Every entry must be reproduced word for word.

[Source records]
-=-=-
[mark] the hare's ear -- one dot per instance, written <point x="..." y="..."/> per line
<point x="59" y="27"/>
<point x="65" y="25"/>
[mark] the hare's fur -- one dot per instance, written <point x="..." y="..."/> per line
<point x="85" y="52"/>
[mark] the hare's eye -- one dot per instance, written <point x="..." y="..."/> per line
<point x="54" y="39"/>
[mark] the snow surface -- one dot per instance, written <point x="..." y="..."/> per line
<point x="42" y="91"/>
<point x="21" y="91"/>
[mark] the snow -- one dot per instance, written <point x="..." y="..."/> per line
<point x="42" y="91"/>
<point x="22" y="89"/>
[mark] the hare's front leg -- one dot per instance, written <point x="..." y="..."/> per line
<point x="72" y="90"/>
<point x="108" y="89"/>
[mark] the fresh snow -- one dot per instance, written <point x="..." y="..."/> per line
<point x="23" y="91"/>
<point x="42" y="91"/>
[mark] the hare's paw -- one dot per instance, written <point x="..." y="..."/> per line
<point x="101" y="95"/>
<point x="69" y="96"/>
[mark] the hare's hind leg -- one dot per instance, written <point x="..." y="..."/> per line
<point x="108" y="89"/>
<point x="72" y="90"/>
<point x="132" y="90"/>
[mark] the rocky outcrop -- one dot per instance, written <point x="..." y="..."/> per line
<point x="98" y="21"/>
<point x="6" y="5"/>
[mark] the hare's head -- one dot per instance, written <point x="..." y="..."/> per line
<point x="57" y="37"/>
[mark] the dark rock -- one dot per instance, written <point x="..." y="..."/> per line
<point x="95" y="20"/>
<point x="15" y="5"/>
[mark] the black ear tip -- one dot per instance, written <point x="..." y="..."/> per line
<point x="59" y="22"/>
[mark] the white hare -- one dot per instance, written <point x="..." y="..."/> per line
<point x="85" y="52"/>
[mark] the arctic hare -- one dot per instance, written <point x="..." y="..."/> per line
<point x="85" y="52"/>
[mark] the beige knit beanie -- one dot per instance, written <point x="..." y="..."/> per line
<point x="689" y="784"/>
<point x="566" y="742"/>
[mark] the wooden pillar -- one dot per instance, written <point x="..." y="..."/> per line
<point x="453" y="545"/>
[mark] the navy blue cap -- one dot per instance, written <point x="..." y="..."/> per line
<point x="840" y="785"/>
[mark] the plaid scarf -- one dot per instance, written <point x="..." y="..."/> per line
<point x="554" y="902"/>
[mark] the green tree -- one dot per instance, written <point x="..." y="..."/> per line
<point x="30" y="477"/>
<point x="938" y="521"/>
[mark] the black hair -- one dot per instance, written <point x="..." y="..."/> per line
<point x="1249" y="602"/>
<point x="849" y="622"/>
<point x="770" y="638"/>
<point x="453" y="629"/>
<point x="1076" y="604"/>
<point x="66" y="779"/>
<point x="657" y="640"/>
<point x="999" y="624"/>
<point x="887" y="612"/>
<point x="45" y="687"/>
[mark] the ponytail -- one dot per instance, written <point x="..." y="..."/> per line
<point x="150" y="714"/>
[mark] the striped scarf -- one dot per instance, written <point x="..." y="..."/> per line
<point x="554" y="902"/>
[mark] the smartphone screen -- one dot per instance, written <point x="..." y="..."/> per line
-=-=-
[Final answer]
[mark] the hare's ear -- one dot per instance, written <point x="..." y="..."/> per line
<point x="59" y="27"/>
<point x="65" y="25"/>
[mark] the hare's fur -- one dot per instance, written <point x="..." y="..."/> per line
<point x="85" y="52"/>
[mark] the hare's eye -- one dot per instance, written <point x="..." y="..."/> per line
<point x="54" y="39"/>
[mark] the snow surface -- one dot per instance, written <point x="..." y="..."/> per line
<point x="42" y="91"/>
<point x="21" y="91"/>
[mark] the snow -- one dot per instance, written <point x="..." y="..."/> per line
<point x="42" y="91"/>
<point x="22" y="89"/>
[mark] the hare's front leg -- one dot per instance, written <point x="..." y="..."/> per line
<point x="72" y="90"/>
<point x="108" y="89"/>
[mark] the fresh snow -- one dot per instance, written <point x="..." y="..."/> per line
<point x="23" y="91"/>
<point x="42" y="91"/>
[mark] the hare's paw -- one dot per instance, written <point x="..." y="..."/> per line
<point x="101" y="95"/>
<point x="69" y="96"/>
[mark] the hare's hind leg -- one dot per instance, written <point x="..." y="..."/> per line
<point x="108" y="89"/>
<point x="72" y="90"/>
<point x="132" y="90"/>
[mark] the rocky outcrop -- one dot per instance, written <point x="..." y="..."/> per line
<point x="98" y="21"/>
<point x="6" y="5"/>
[mark] the hare's head -- one dot per instance, written <point x="..." y="..."/> per line
<point x="57" y="37"/>
[mark] the dark rock -- one dot per instance, written <point x="..." y="..."/> per line
<point x="95" y="20"/>
<point x="15" y="5"/>
[mark] the black ear tip -- one dot per instance, written <point x="..." y="..."/> per line
<point x="59" y="22"/>
[mark] the white hare -- one dot per instance, written <point x="..." y="..."/> per line
<point x="85" y="52"/>
[mark] the arctic hare -- one dot per instance, written <point x="..." y="..."/> per line
<point x="85" y="52"/>
[mark] the beige knit beanie -- one dot per instance, written <point x="..." y="..."/> per line
<point x="689" y="784"/>
<point x="566" y="742"/>
[mark] the wooden pillar -- one dot per instance, written <point x="..." y="..."/> per line
<point x="453" y="545"/>
[mark] the navy blue cap -- one dot per instance, written <point x="..." y="..."/> per line
<point x="840" y="785"/>
[mark] the plaid scarf -- one dot per instance, written <point x="..." y="..."/> per line
<point x="554" y="902"/>
[mark] the green tree -- one dot per instance, written <point x="..." y="..."/> per line
<point x="30" y="477"/>
<point x="938" y="521"/>
[mark] the black hair -- one dot per instance, written <point x="..." y="..."/> per line
<point x="1249" y="602"/>
<point x="849" y="622"/>
<point x="770" y="638"/>
<point x="453" y="629"/>
<point x="1076" y="604"/>
<point x="66" y="779"/>
<point x="657" y="640"/>
<point x="999" y="624"/>
<point x="887" y="612"/>
<point x="45" y="687"/>
[mark] the ponytail -- one dot per instance, written <point x="..." y="..."/> per line
<point x="150" y="714"/>
[mark] the striped scarf -- one dot per instance, written <point x="..." y="..."/> per line
<point x="554" y="902"/>
[mark] the smartphone screen -- one dot per instance, written <point x="..." y="..."/> per line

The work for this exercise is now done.